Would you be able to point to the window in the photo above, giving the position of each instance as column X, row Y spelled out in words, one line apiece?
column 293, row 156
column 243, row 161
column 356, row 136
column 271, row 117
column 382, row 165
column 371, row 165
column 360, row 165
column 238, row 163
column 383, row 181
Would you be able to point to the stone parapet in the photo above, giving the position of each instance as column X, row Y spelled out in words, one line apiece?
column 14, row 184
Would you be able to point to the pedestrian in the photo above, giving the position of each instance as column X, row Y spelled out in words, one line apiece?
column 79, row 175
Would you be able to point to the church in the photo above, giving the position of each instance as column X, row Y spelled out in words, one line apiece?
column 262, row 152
= = = = =
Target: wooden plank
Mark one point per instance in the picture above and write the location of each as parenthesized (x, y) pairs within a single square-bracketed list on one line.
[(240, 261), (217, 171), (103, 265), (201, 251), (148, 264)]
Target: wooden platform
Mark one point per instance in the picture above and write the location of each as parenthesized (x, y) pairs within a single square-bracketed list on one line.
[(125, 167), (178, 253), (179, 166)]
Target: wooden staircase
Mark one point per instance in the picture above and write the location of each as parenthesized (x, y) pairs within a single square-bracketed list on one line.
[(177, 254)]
= = = = =
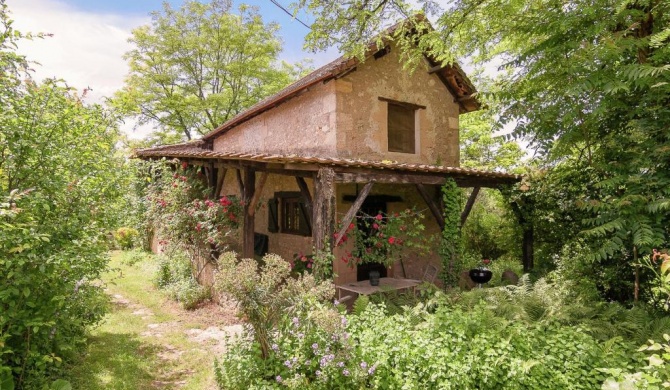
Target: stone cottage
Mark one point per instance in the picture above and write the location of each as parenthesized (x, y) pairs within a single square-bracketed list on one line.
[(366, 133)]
= = = = =
▸ **What the task asks**
Copy out the records between the line containing "Target: wooden staircase" and the line containing "[(177, 254)]", inclusive, and change "wooden staircase" to "timber staircase" while leaving everything else as it is.

▸ **Written answer**
Target: timber staircase
Mark one point per instance in the picture above and write the location of each as parenthesized (x, y) pairs within a single square-bracketed list on one line.
[(177, 254)]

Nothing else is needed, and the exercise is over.